What to do: Return verbatim the portion of the passage on police-involved deaths that starts with "Unfortunately, the laws" and goes on through "investigate the police?".

[Opening Excerpted passage section]

President Obama spoke in Selma Sunday about the past and the present, making a link between the civil rights struggles of the 1960s and the contemporary movement to address the killings of unarmed African-American men by police officers in so many communities across this country. The president reminded the crowd that “citizens in Ferguson and New York and Cleveland just want the same thing young people here marched for 50 years ago—the protection of the law.”
Unfortunately, the laws that are needed are not always in place; as a result, one of the first questions that arises after an officer-involved death is: “Are the police going to investigate the police?
This is a critical question—so much so that one of the chief recommendations of the president’s Task Force on 21st Century Policing was for independent investigations of police-involved deaths.
In Madison, Wisconsin, where a 19-year-old African-American man was shot and killed Friday night by a local police officer, there’s a better answer to the question than in most places, thanks to state Representative Chris Taylor.

[Closing Excerpted passage section]
[Opening Material shown section]

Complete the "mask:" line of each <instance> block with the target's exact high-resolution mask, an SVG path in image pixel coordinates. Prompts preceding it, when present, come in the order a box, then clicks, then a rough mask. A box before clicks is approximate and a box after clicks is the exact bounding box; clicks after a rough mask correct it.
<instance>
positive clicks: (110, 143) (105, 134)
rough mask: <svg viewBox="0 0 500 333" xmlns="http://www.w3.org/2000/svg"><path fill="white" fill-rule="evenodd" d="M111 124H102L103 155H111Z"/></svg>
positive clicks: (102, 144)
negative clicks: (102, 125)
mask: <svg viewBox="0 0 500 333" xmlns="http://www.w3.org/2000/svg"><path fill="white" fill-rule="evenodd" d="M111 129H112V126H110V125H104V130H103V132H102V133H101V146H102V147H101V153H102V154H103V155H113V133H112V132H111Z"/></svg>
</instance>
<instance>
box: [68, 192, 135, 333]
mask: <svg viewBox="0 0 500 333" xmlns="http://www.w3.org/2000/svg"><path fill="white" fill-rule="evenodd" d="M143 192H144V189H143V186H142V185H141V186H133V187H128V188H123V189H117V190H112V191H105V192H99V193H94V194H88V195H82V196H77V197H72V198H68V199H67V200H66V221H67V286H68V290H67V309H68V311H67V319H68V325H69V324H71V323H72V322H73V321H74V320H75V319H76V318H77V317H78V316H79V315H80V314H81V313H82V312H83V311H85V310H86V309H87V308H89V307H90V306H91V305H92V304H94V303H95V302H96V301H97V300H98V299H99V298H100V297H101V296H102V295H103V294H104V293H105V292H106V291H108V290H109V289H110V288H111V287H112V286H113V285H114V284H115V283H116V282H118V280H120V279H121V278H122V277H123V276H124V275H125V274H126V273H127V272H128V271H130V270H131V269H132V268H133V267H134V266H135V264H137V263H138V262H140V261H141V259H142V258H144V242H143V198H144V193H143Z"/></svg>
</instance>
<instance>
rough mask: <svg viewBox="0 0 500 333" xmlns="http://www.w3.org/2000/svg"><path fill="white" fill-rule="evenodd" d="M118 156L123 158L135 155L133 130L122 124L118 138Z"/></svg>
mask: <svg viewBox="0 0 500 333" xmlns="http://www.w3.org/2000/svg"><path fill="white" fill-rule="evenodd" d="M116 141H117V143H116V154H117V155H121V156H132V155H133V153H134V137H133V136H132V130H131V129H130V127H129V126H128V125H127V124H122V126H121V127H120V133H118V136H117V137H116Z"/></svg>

[Closing Material shown section]

Answer below:
Unfortunately, the laws that are needed are not always in place; as a result, one of the first questions that arises after an officer-involved death is: “Are the police going to investigate the police?